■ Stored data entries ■

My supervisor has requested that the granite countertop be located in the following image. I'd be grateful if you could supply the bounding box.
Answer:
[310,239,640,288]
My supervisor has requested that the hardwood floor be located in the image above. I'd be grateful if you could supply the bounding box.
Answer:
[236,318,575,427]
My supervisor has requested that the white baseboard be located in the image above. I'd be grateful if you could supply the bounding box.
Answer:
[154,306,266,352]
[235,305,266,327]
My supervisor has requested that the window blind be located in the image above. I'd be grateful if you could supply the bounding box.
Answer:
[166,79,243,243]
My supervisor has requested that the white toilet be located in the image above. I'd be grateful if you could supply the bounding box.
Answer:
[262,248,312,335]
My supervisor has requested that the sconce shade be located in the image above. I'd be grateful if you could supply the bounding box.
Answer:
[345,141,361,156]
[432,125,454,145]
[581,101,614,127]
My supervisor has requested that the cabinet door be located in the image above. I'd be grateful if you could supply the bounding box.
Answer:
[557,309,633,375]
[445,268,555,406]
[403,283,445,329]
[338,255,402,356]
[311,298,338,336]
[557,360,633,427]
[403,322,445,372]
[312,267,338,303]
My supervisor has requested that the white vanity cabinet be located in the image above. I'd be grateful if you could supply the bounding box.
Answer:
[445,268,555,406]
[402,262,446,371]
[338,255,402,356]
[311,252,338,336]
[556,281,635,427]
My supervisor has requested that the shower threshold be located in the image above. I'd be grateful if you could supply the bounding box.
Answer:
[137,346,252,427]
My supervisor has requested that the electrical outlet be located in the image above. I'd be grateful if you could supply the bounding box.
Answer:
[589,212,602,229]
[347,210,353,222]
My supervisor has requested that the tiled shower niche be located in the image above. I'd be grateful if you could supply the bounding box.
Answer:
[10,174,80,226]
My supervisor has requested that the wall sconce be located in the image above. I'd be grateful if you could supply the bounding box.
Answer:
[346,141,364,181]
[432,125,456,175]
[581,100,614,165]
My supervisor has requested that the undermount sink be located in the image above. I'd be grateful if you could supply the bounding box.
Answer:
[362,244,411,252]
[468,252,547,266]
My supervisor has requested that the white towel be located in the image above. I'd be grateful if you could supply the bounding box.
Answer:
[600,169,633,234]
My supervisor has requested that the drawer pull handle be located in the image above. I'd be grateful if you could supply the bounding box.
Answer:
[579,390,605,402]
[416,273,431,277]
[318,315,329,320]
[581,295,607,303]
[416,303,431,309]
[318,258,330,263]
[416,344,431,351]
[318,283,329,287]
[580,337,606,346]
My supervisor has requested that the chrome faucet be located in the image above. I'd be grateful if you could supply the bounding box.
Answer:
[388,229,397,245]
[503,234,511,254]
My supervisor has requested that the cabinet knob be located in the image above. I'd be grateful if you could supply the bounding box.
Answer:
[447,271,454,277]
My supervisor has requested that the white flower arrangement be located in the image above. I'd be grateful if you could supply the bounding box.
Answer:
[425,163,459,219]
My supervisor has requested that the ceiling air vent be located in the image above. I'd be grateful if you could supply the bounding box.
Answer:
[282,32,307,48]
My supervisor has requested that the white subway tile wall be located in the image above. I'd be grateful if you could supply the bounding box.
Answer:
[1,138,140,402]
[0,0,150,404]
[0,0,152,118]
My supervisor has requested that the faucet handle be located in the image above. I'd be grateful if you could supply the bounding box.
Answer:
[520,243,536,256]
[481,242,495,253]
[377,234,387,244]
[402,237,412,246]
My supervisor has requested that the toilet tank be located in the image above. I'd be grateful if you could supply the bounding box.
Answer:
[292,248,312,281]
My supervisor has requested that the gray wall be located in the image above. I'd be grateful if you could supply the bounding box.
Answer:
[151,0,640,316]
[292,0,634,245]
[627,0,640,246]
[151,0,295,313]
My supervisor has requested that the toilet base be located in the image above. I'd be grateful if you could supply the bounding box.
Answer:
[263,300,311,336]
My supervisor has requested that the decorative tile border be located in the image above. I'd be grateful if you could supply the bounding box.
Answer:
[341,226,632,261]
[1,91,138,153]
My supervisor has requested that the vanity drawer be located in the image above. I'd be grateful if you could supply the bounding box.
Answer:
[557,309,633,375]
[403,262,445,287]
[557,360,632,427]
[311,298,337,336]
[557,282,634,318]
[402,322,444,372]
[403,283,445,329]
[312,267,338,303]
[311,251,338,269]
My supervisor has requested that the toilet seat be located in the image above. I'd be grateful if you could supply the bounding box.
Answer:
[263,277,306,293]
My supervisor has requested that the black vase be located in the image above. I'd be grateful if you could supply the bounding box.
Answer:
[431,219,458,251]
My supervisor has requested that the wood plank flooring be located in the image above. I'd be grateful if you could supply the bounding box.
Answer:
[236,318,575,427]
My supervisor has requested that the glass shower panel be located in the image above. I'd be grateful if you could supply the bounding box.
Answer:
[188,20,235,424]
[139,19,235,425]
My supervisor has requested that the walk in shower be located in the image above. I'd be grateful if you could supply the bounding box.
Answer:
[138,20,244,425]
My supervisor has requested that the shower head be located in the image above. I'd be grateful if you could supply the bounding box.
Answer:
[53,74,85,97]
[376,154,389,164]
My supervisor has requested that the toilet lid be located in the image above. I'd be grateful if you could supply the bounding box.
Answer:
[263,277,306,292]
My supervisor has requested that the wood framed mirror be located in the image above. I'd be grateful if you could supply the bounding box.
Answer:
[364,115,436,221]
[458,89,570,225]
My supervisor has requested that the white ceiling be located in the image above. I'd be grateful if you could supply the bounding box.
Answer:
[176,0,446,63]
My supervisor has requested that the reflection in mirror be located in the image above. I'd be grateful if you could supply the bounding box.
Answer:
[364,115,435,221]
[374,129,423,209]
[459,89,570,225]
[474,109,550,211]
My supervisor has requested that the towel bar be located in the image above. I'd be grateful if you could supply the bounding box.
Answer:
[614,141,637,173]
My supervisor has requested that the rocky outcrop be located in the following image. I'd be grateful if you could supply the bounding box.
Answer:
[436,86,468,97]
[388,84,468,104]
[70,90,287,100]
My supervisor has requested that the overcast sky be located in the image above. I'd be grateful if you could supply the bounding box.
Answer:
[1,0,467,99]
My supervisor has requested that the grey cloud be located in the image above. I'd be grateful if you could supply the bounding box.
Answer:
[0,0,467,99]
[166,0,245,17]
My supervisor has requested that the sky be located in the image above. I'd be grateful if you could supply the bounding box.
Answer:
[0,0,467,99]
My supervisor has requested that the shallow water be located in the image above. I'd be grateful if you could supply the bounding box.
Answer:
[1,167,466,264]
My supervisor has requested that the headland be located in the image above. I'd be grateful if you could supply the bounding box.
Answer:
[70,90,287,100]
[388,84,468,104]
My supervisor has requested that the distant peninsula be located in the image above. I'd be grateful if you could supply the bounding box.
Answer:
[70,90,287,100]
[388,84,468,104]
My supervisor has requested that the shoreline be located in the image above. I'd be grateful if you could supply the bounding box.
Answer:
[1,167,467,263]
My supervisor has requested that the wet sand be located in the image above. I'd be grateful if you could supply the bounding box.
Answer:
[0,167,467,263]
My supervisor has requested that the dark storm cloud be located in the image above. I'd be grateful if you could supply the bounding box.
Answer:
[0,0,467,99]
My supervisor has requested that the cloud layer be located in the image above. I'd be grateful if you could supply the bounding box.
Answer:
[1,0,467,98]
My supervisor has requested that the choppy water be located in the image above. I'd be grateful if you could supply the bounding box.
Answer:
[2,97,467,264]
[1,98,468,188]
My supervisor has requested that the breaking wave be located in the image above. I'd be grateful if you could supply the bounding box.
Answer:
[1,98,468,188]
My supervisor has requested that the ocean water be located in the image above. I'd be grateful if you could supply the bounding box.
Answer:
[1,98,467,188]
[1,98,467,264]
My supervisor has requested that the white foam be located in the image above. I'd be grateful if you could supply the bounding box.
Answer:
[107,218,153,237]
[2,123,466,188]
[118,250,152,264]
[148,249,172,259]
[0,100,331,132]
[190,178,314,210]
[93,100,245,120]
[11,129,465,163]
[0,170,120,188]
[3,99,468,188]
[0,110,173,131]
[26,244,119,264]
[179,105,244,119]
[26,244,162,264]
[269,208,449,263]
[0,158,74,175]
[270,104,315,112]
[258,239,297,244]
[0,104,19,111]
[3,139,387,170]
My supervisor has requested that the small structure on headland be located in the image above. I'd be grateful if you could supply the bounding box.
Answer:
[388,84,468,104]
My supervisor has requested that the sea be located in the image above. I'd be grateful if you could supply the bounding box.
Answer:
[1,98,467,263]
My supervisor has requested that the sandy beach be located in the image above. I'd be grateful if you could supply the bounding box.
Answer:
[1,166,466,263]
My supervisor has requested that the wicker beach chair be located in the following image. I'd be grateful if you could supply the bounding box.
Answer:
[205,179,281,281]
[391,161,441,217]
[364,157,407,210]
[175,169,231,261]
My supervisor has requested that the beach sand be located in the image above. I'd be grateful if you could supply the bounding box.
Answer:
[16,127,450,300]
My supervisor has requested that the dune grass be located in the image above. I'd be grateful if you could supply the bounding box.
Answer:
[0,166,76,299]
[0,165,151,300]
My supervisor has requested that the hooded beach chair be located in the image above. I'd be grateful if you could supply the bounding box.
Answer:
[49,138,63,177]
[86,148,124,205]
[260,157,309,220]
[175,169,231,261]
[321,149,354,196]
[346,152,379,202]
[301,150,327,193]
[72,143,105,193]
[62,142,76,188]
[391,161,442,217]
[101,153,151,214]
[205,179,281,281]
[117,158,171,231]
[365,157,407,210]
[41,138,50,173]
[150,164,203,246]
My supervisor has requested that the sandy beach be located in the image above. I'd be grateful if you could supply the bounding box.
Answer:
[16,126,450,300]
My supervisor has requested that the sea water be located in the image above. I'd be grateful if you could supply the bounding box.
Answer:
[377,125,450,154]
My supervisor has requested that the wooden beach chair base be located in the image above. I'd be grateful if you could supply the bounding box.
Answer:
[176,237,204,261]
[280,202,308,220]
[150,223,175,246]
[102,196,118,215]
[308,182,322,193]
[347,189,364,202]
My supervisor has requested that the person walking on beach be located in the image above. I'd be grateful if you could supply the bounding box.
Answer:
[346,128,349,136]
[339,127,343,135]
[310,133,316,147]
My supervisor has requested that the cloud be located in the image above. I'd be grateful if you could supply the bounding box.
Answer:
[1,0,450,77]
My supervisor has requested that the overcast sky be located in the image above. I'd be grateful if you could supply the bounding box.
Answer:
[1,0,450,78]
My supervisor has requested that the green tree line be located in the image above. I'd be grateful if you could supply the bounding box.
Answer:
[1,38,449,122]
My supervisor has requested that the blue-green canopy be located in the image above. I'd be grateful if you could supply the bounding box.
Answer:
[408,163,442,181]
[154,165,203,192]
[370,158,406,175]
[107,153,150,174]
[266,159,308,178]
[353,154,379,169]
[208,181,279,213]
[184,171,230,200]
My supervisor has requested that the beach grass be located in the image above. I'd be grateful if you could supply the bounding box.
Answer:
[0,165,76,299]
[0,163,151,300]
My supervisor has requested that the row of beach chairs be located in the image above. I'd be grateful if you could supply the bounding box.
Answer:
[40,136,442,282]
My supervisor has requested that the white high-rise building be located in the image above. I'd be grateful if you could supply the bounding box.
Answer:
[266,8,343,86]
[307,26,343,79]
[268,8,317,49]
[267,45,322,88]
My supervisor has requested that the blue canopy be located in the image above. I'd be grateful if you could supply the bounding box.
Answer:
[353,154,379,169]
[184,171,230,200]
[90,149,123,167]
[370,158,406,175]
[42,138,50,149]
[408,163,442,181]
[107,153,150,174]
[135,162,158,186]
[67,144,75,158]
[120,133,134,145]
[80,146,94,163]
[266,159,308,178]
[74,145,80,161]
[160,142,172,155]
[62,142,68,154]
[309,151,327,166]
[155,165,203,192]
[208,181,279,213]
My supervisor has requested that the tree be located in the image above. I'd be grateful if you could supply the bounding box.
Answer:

■ WORK REQUEST ■
Search the data above for the word "grass" and show every line that has it.

■ ANSWER TO THIS EXERCISE ■
My supervisor has requested that the dune grass be located in the image above. I'd be grateful if you could supply the bounding box.
My supervisor has requested that the beach grass be located in the image above. I'd be grateful if you could supply the bounding box.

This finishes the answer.